**Directions**: Will you set down each of the records below again, line for line and without any change?
===== Recorded data
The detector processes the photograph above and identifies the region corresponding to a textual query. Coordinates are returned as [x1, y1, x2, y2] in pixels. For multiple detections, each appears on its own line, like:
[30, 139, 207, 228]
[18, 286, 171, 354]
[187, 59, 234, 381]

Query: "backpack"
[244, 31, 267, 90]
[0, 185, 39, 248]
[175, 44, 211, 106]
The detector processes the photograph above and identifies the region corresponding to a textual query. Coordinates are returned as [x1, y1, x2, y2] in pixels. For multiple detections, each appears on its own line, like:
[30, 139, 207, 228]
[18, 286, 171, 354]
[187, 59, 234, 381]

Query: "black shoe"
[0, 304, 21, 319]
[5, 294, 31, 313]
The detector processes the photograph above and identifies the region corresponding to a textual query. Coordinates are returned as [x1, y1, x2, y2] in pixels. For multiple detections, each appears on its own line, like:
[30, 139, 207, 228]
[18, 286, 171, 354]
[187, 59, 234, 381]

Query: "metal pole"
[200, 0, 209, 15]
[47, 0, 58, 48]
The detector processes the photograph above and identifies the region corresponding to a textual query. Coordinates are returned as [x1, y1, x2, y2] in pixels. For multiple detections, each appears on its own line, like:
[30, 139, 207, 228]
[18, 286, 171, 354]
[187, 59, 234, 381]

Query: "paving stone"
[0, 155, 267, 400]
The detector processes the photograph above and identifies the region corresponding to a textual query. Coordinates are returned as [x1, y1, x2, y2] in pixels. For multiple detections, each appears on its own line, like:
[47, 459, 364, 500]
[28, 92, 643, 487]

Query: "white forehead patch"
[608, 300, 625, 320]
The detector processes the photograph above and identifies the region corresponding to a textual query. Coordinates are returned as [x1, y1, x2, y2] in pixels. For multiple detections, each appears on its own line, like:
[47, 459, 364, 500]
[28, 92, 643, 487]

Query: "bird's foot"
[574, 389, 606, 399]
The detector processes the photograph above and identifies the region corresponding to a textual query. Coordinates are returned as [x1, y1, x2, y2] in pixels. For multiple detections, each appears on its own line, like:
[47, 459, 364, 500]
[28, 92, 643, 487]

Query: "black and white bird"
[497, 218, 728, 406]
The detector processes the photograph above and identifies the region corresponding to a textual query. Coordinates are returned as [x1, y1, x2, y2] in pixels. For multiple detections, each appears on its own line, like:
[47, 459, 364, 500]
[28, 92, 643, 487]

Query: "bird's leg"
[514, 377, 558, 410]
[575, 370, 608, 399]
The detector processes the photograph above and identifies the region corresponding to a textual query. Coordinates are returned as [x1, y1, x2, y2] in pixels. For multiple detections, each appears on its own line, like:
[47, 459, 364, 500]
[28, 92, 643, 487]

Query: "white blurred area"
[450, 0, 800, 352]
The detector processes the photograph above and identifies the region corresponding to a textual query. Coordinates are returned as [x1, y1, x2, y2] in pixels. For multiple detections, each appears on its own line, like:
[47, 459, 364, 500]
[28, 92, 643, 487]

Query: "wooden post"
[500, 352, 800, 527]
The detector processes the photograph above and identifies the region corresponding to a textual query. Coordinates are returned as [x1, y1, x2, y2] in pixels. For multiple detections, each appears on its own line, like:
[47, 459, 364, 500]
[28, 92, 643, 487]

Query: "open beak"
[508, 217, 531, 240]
==========
**Expected output**:
The detector processes the photograph above and identifies the region corresponding to a textual query. Coordinates are returned as [x1, y1, x2, y2] in pixels. For multiple detections, each appears on its own line, like:
[30, 139, 207, 228]
[18, 286, 171, 354]
[187, 59, 234, 381]

Query: "backpack"
[244, 31, 267, 90]
[0, 185, 39, 248]
[175, 44, 211, 106]
The detector processes the photograph above and identifies the region corresponding to a textual query. Coordinates are returned as [x1, y1, x2, y2] in pixels. For multiple detections, each appears on its own line, like:
[30, 139, 207, 228]
[18, 286, 171, 354]
[187, 59, 234, 381]

Query: "black shoe"
[0, 304, 21, 319]
[5, 294, 31, 313]
The detector processes the photograph above and identifies the region corresponding to a textual query. Coordinates are returned as [x1, y1, x2, y2] in pixels. For multiple detections, each appears on its own line, like:
[30, 139, 207, 228]
[18, 286, 171, 354]
[187, 59, 234, 381]

Query: "metal pole"
[200, 0, 209, 15]
[47, 0, 58, 48]
The detector processes the photograph above and identifies the region corresponding to a textual query. Coordinates are returned as [x1, y1, x2, y2] in pixels. For multiple detections, each appears on its own line, like:
[30, 139, 207, 228]
[18, 286, 171, 354]
[187, 59, 234, 381]

Query: "paving stone"
[0, 155, 267, 400]
The detector processes the photograph above and identifies the region corresponding to a textual query. Coordinates are returned as [x1, y1, x2, y2] in pixels. For multiple detections, each appears on its own line, like:
[47, 459, 364, 500]
[28, 92, 643, 487]

Query: "white forehead patch"
[608, 300, 625, 320]
The detector processes the photograph above and identifies the region corresponding to a textual query. Coordinates are returned as [x1, y1, x2, y2] in pixels. For multiple detections, each appears on its own line, like:
[47, 459, 364, 500]
[28, 92, 643, 487]

Query: "bird's foot"
[574, 389, 606, 399]
The detector processes the photograph above and identifies the region corresponding to a textual query. Coordinates are returned as [x1, y1, x2, y2] in pixels. For multiple detections, each appears on its own line, like:
[47, 459, 364, 500]
[28, 92, 643, 487]

Query: "black and white bird"
[497, 218, 728, 406]
The detector processes the photograph above and identifies the region corresponding to a textual query. Coordinates are returned as [x1, y1, x2, y2] in pixels. For multiple detections, each appears on its own line, like:
[47, 459, 364, 500]
[28, 92, 643, 487]

Query: "bird's leg"
[514, 377, 558, 410]
[575, 370, 608, 399]
The detector processes the photograph above and identifies the region corresponding to a textual query. Coordinates are returned as [x1, y1, x2, y2] in pixels. For multiple detections, each appears on its own line, like:
[47, 459, 364, 500]
[28, 92, 643, 487]

Query: "white blurred area"
[450, 0, 800, 352]
The detector processes the photograph above and identifies the region corresponding to a textual query. Coordinates are returned as [x1, y1, x2, y2] in pixels. For multiple detections, each appears on its own line, like:
[47, 459, 364, 500]
[28, 92, 643, 487]

Query: "wooden post"
[500, 352, 800, 527]
The detector processes the photograph above and identifies the region corresponding to a textual query. Coordinates are returned as [x1, y1, x2, y2] in pixels. For multiple detections, each appears on its own line, like:
[47, 459, 364, 500]
[28, 92, 643, 487]

Query: "open beak"
[508, 217, 531, 240]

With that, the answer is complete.